> _Excerpts of pointing data_
-----

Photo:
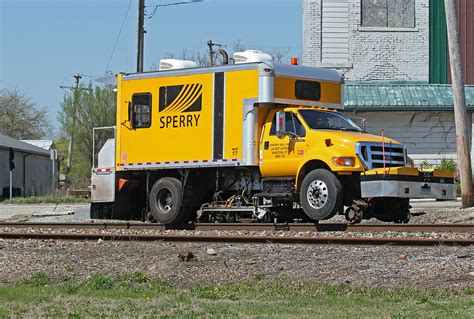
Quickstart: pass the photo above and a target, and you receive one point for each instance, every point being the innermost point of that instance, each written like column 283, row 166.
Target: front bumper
column 408, row 182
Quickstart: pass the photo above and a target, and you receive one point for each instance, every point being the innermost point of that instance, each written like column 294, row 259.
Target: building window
column 335, row 32
column 388, row 13
column 141, row 110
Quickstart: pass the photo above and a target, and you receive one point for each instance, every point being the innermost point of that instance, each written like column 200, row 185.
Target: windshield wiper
column 350, row 129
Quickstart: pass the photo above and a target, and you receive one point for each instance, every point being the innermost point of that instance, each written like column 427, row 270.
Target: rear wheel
column 321, row 194
column 166, row 202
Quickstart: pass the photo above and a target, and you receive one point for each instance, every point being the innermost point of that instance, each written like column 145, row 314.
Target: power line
column 118, row 36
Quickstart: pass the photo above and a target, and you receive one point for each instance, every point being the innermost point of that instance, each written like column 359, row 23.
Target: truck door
column 281, row 156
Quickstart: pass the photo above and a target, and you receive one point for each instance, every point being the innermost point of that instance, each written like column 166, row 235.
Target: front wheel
column 166, row 202
column 321, row 194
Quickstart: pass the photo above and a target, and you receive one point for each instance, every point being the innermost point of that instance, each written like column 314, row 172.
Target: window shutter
column 335, row 31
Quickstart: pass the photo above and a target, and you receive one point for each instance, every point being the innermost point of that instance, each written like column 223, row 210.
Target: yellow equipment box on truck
column 253, row 140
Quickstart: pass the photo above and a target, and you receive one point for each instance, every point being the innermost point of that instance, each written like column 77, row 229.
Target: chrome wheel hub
column 317, row 194
column 165, row 200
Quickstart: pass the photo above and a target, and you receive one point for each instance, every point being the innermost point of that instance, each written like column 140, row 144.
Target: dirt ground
column 375, row 266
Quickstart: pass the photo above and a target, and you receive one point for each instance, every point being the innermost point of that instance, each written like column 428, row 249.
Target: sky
column 43, row 43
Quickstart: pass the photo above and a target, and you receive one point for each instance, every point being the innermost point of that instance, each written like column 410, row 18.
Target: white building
column 376, row 40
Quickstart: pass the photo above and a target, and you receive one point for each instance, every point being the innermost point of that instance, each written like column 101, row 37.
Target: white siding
column 335, row 31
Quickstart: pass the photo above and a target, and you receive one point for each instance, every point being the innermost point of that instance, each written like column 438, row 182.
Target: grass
column 137, row 295
column 46, row 200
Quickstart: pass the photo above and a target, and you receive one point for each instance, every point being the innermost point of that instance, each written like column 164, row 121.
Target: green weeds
column 138, row 295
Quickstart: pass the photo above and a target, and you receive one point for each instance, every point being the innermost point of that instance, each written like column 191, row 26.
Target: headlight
column 343, row 161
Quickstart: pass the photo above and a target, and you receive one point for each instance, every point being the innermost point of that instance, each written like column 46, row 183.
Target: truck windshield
column 329, row 121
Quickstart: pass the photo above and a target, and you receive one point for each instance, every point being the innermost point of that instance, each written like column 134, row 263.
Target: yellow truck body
column 253, row 137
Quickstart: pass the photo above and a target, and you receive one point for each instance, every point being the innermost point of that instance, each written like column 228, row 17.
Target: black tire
column 101, row 210
column 166, row 202
column 321, row 194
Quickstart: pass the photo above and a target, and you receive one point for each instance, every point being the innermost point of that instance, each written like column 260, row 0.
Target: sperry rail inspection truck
column 253, row 140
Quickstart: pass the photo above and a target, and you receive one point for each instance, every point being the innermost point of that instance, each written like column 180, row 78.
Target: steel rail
column 297, row 227
column 405, row 241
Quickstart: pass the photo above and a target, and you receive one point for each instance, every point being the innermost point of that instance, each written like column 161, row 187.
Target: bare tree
column 20, row 118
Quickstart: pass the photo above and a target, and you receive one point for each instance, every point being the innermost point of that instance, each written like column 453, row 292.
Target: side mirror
column 281, row 124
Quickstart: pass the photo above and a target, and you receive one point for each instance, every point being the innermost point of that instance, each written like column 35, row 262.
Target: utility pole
column 75, row 97
column 141, row 35
column 460, row 112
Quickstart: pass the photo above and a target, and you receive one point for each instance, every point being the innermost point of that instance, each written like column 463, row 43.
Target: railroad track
column 294, row 227
column 44, row 232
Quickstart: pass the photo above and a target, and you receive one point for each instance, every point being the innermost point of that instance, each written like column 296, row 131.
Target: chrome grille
column 372, row 154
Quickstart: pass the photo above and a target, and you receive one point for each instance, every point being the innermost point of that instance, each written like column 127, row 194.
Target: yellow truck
column 251, row 140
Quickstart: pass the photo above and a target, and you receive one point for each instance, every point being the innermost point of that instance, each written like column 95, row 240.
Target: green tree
column 20, row 118
column 91, row 107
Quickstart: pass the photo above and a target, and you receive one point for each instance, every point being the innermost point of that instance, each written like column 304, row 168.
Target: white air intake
column 174, row 64
column 249, row 56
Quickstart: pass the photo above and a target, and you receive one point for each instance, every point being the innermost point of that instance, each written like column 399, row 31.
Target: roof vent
column 174, row 64
column 249, row 56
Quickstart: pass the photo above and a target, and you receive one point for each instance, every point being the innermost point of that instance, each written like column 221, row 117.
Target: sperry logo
column 175, row 101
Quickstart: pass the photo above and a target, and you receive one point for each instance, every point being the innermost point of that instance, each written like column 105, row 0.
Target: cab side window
column 141, row 110
column 292, row 124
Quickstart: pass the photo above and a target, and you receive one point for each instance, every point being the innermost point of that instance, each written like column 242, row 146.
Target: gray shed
column 33, row 174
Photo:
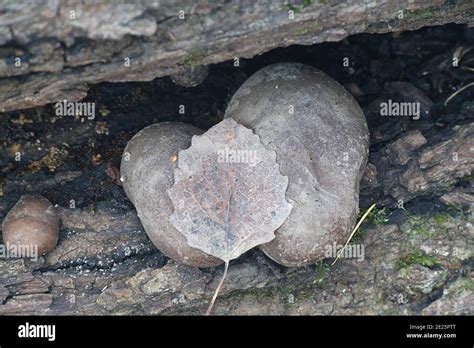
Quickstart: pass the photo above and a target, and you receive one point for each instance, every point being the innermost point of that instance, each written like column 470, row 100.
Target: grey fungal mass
column 32, row 222
column 147, row 170
column 321, row 139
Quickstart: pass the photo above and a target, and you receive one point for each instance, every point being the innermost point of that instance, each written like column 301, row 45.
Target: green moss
column 416, row 257
column 419, row 226
column 441, row 218
column 377, row 217
column 193, row 58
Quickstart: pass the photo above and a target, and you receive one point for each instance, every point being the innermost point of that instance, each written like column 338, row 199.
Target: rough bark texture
column 416, row 264
column 420, row 262
column 63, row 52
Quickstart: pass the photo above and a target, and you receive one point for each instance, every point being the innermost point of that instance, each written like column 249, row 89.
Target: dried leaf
column 229, row 194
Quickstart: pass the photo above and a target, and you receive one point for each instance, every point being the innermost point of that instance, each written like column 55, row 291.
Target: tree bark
column 54, row 50
column 105, row 264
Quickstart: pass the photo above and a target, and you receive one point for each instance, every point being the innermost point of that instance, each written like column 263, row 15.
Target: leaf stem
column 211, row 304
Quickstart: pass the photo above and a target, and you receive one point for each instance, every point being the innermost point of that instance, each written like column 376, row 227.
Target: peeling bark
column 63, row 52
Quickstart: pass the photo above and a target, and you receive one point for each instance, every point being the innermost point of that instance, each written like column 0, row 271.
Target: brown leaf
column 229, row 194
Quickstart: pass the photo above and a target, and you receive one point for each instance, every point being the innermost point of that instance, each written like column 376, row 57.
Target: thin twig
column 354, row 231
column 211, row 304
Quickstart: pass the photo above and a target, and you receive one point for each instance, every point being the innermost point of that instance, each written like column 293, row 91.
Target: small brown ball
column 33, row 221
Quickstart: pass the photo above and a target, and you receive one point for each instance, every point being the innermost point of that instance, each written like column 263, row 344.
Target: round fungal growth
column 321, row 139
column 147, row 170
column 32, row 222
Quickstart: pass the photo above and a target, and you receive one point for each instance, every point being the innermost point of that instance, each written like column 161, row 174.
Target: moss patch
column 416, row 257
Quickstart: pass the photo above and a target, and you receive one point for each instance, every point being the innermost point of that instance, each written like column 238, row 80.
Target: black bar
column 243, row 330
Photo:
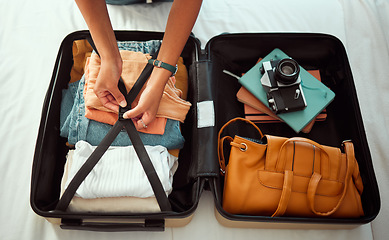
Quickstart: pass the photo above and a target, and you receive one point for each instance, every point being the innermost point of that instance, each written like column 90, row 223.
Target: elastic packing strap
column 140, row 150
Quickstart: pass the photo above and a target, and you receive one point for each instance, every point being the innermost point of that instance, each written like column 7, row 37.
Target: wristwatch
column 166, row 66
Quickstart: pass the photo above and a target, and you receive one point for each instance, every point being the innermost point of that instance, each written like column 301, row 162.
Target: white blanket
column 30, row 36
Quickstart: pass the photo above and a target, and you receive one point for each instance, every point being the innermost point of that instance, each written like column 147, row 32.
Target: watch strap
column 164, row 65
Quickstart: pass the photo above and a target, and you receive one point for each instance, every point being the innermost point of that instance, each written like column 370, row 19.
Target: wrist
column 159, row 64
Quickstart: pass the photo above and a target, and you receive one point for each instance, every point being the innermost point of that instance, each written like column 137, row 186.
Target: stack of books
column 254, row 97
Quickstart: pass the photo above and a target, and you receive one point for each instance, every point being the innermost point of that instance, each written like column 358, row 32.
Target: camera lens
column 287, row 71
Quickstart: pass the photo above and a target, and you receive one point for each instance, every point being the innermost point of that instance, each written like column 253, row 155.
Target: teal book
column 317, row 95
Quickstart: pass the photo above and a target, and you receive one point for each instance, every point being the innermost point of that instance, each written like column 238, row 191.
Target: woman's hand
column 145, row 107
column 106, row 88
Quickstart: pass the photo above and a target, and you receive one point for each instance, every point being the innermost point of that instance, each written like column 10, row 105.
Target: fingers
column 111, row 98
column 141, row 119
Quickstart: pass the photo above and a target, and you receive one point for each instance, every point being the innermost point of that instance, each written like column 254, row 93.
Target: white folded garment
column 119, row 172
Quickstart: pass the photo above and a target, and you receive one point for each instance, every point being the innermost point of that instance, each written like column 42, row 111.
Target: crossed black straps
column 140, row 150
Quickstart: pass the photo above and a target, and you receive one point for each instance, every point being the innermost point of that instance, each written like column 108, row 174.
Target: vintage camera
column 281, row 81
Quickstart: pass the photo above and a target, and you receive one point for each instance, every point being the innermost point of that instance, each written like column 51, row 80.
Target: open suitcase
column 213, row 97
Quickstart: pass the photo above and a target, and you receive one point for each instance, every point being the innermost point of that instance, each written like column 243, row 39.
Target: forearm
column 181, row 20
column 96, row 17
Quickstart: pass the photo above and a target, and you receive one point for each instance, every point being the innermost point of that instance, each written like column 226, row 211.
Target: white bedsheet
column 30, row 35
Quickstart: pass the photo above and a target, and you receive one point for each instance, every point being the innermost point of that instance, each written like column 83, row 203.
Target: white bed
column 30, row 36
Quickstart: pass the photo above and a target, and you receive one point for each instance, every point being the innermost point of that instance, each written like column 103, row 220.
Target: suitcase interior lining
column 53, row 149
column 237, row 53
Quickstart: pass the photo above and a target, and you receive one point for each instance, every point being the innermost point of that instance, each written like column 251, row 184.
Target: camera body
column 282, row 83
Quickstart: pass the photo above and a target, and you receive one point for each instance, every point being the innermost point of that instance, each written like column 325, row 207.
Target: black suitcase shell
column 198, row 169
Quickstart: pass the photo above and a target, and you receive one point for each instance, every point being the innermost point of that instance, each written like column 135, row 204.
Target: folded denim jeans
column 75, row 126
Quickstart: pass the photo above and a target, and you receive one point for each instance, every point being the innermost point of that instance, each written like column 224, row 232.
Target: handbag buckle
column 243, row 149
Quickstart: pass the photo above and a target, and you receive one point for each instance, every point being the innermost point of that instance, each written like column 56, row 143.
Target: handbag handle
column 220, row 142
column 305, row 140
column 314, row 182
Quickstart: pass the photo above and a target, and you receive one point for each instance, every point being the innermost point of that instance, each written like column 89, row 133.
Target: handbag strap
column 314, row 182
column 285, row 194
column 220, row 142
column 303, row 140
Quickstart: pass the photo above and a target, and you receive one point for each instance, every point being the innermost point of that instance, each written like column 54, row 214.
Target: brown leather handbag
column 289, row 177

-----

> _Task directions_
Copy only the records from the line containing "89, row 133." through the end of the records, substituting "purse" for "handbag" and leaving everything else unchanged.

> _Right answer_
Quickstart: pass the photo above and a target, and you receive one point for each instance, every point being the innermost point of that instance, each written like column 89, row 133.
Target: purse strap
column 314, row 182
column 285, row 194
column 220, row 142
column 303, row 140
Quickstart: pass the photo above and a target, and you receive one point for each instance, every point being the innermost point of that instance, each written like column 54, row 214.
Target: brown leather purse
column 289, row 177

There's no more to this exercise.